> [Task] Please give an exact copy of every line from the one holding "Target: log pile" through the final line of the records below.

> [Input data]

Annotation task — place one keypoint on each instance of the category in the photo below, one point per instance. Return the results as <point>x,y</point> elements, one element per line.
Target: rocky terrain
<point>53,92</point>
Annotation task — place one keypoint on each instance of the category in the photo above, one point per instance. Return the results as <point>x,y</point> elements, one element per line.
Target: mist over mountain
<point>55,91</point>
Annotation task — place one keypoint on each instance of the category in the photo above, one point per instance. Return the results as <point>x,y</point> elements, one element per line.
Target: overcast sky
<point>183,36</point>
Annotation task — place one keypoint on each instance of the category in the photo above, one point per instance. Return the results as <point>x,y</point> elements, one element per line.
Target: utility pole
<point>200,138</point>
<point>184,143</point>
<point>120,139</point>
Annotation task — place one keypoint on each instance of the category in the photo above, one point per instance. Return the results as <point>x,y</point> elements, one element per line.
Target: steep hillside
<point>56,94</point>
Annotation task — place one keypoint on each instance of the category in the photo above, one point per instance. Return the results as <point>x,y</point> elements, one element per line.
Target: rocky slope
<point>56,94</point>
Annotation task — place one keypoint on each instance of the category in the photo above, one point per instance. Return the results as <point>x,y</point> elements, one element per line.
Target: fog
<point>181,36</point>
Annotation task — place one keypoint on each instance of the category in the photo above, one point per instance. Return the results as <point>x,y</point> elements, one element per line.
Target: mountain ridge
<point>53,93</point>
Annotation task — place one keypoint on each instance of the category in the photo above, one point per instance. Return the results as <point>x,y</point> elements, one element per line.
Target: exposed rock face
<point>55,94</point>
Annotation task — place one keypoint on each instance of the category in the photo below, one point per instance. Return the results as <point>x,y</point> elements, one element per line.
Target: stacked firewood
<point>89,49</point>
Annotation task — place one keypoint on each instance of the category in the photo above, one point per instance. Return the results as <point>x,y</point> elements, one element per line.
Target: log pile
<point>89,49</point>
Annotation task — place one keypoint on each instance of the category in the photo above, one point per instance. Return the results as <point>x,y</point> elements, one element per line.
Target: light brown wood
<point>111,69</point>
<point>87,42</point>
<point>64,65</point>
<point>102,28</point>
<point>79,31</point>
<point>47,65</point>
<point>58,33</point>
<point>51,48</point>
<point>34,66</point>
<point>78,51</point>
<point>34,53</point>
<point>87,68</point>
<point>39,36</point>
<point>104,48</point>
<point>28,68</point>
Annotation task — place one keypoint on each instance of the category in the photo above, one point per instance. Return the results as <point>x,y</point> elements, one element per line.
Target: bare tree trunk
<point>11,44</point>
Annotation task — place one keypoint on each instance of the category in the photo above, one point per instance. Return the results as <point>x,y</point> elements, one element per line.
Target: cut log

> [Solution to this exercise]
Target: log pile
<point>89,49</point>
Annotation task — place one keypoint on each instance of the category in the photo above, one point per instance. Return the results as <point>x,y</point> elements, one element per line.
Target: light brown wood
<point>111,69</point>
<point>87,42</point>
<point>64,65</point>
<point>102,28</point>
<point>79,31</point>
<point>47,65</point>
<point>58,33</point>
<point>51,48</point>
<point>34,66</point>
<point>78,51</point>
<point>34,53</point>
<point>87,68</point>
<point>39,36</point>
<point>104,48</point>
<point>28,68</point>
Annotation task — place one keypoint on each instance of the category in the photo above, one point per instance. Return the results as <point>x,y</point> elements, one element per line.
Target: bare tree trunk
<point>11,44</point>
Annotation task — place one keypoint on each instance of the category in the photo above, one point per instance. Return the results as <point>x,y</point> elements, one element per line.
Target: cut log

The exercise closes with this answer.